Task directions:
State how many lines of the data contain the word "refrigerator", and write nothing besides the number.
------------------------------------------------------------
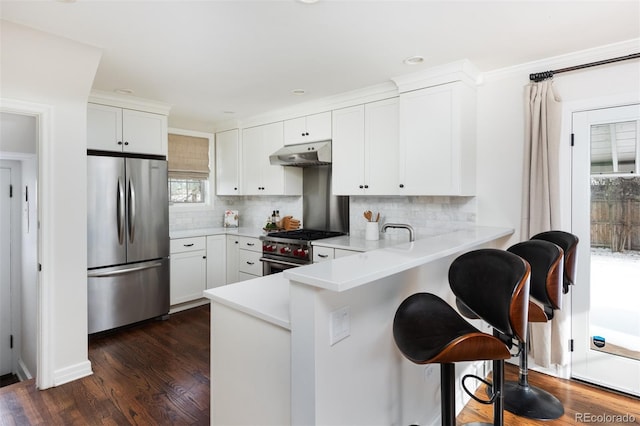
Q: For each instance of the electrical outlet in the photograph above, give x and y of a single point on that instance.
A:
(339, 325)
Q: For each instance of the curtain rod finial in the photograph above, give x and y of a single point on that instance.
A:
(541, 76)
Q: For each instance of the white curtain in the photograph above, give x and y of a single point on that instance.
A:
(541, 205)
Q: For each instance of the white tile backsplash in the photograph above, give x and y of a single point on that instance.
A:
(427, 215)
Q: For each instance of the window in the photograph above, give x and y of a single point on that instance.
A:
(188, 169)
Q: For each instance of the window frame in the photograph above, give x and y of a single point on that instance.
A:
(209, 183)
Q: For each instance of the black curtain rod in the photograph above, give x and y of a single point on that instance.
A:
(541, 76)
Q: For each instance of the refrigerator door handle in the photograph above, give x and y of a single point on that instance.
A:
(98, 274)
(132, 211)
(121, 213)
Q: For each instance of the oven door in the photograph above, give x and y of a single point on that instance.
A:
(273, 266)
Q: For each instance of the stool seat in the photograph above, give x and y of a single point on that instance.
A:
(428, 330)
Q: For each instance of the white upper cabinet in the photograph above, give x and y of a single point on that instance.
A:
(112, 128)
(365, 149)
(437, 140)
(312, 128)
(259, 177)
(227, 162)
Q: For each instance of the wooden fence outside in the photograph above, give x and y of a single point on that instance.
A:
(615, 214)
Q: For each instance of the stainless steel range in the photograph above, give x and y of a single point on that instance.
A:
(324, 215)
(288, 249)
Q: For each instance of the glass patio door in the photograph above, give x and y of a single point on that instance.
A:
(606, 218)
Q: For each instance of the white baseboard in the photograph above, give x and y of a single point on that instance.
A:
(23, 372)
(71, 373)
(188, 305)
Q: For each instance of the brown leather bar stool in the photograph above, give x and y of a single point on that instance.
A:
(546, 261)
(494, 284)
(569, 244)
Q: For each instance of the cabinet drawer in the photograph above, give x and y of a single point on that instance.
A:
(249, 262)
(181, 245)
(322, 254)
(343, 253)
(250, 243)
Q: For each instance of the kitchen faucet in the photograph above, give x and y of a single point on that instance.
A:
(412, 236)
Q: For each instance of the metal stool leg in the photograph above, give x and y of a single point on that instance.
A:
(528, 401)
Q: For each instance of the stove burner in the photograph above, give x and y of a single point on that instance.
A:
(304, 234)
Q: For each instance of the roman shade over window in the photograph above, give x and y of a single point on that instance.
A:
(188, 157)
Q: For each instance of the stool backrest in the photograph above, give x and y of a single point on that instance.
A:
(569, 244)
(546, 261)
(494, 284)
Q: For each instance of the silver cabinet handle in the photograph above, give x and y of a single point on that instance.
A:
(132, 211)
(279, 262)
(121, 212)
(98, 274)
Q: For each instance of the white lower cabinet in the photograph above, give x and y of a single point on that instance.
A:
(233, 249)
(188, 269)
(216, 260)
(249, 254)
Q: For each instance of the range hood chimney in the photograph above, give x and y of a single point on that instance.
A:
(303, 155)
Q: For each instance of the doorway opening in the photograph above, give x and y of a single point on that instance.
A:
(19, 245)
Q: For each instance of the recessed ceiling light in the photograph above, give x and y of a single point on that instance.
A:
(124, 91)
(414, 60)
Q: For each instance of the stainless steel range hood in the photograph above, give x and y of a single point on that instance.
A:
(303, 155)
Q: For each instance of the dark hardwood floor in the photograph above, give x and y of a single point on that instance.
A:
(157, 373)
(579, 400)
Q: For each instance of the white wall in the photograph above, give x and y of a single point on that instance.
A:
(41, 72)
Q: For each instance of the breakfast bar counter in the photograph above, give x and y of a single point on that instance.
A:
(314, 345)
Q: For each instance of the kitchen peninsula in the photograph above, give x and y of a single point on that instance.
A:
(313, 345)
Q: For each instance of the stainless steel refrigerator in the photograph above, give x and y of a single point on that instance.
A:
(128, 240)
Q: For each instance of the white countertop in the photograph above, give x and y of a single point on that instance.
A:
(360, 269)
(266, 298)
(246, 232)
(347, 242)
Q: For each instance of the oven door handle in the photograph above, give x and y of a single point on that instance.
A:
(280, 262)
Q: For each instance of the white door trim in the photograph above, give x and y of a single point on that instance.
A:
(45, 343)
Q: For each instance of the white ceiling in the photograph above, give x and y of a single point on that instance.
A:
(208, 57)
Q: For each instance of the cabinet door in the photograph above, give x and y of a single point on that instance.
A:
(188, 276)
(272, 177)
(437, 141)
(348, 151)
(319, 127)
(216, 261)
(144, 132)
(227, 161)
(252, 158)
(294, 131)
(381, 147)
(233, 245)
(104, 127)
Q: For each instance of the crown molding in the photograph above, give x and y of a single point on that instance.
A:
(129, 102)
(462, 70)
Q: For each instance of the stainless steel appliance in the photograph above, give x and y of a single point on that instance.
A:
(323, 215)
(128, 239)
(288, 249)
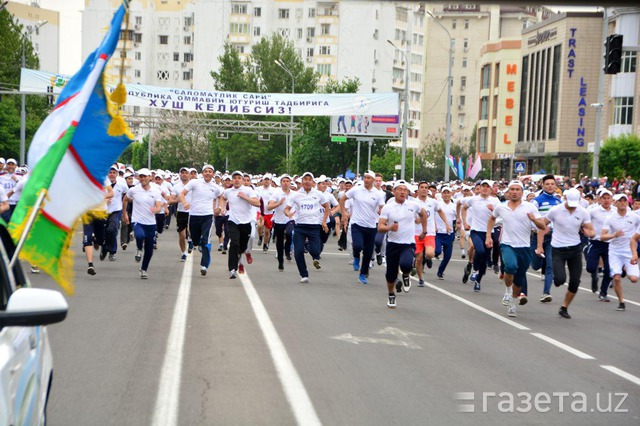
------------------------------------------------------------
Your response:
2